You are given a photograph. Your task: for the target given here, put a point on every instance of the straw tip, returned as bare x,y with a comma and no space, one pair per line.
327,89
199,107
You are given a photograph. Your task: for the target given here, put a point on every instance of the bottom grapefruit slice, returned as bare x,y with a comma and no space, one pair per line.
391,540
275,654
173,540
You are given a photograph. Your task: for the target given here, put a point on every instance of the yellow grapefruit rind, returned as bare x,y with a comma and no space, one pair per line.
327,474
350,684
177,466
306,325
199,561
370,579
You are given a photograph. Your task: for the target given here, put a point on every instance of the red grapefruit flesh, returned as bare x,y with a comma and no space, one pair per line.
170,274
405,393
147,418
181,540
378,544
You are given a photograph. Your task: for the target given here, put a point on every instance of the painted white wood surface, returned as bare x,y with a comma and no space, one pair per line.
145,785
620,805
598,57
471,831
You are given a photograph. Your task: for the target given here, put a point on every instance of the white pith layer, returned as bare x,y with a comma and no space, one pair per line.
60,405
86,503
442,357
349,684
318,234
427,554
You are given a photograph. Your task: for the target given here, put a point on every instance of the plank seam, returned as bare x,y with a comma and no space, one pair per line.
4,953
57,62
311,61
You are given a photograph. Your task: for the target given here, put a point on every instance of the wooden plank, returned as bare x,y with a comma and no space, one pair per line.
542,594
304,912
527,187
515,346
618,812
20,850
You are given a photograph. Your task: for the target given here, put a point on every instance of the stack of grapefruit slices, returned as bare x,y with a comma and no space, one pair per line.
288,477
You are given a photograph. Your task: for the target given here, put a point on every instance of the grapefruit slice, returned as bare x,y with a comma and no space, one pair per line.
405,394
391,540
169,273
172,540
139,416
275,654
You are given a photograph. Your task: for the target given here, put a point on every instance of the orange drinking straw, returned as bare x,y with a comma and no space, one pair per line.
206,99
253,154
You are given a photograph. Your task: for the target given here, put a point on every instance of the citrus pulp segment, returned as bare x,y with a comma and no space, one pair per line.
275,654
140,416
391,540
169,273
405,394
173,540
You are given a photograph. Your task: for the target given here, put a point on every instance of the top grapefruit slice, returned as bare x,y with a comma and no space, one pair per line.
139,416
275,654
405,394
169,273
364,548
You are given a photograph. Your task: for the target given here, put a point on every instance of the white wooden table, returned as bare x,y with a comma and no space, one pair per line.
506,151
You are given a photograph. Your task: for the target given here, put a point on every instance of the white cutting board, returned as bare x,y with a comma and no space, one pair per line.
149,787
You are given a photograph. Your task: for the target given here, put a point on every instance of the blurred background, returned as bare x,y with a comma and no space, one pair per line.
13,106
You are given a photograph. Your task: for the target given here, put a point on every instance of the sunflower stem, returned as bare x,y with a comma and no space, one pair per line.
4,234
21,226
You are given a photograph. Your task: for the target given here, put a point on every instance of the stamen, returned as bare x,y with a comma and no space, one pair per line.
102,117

Your instructions – Would you transcribe all of the data, keeping each line exact?

Answer for this exercise –
You are given a photograph. Your task: for the target given here, put a point on every instance of the straw tip, returned as bare x,y with a comma and no space, one pair per line.
327,89
199,107
You are given a photograph. Your task: for the target given here, put a point on every instance of the bottom grapefruit slice, returned as bare x,y with a comma and no space, one pair per line.
391,540
275,654
173,540
You are given a photograph. Your task: for the target given here, put a point on every instance of the yellow grapefruit rind, returned as bare x,y with a comma and no space, one pair per line.
327,474
350,684
177,466
306,325
199,561
370,579
You are given a photograph. Your task: for the target given here, put a point on every instance of the red grapefruit flesh, returned as bare x,y with a comma and no space, one pair per line.
170,274
405,393
147,418
181,540
378,544
You are given a photograph. Your task: for the target given here, put a point on every instance of the painted white wood surface, returned as bare x,y with a comma and no space, one pair per line.
145,785
620,805
598,57
471,831
You are given a photograph. Your task: for the target given here, put a point on every instance of the white pith layer, returned as bare x,y with a comma and no space, one pair per line.
60,405
86,503
442,357
349,684
318,234
427,554
You are given a photograph. Your task: for the target given here, put a point on every instance of the plank seam, returned as bare x,y with a comma and no space, one pair per line.
4,953
57,62
311,61
You are given a photograph. Your task: for the target given here, put a point on every instance of the wooden plank, returned as bare x,y with a comma and no space, one pair per line.
542,594
304,912
527,187
515,346
618,812
20,850
You are given a photograph. Your task: for the target given here, put a point on every instance of the stack of grapefruit slices, returned as bare x,y with a comma and no space, one pair per line.
288,477
You are given a photograph. Your task: for the target given here, put a point on every instance of the grapefruit slice, returned as bare x,y with a comma and no space, one pair per line.
405,394
391,540
169,273
172,540
139,416
275,654
You are given a photograph. Your task: for the target given here, put a point on every instance of the orange drinking straw, returned as bare x,y with a comma and no space, one pair per line.
206,99
253,154
You are given a photograph. Your task: for the target given here, put a point on every instance of the citrus pulp segment, returned as bare x,y with a comma and no space, one pair per line.
275,654
140,416
391,540
169,273
405,394
173,540
You are given a photograph. Your task: for the target given here, put a point on every instance of the top grapefruit slice, returned as bare x,y with a comma and no space, one pair per line.
139,416
275,654
405,394
169,273
364,548
You are given a photograph. Your task: for the target given here, put a point on every instance of the white wooden table, returned as bare x,y with a comma and no space, one pair per line.
506,151
You are given a photograph. Your task: for the target given here, put a point on every instance of the white cutting board, returned as bare x,y with a comma and no space, one pair per line.
149,787
You are given a photograph. Your task: for the target given here, put a point on every instance of the blurred background, returned as bare x,y with a comma and no space, one pair per line.
13,106
You are given a photograph. Your task: for the target given here, put a point on every instance of the sunflower stem, returned as bare x,y with a comma and no space, one pair per line.
4,234
21,226
You are given a photograph. Your task: for the target given here, put a point on every instance of the stamen, returned as bare x,y with a comma and no space, one pair per line.
102,117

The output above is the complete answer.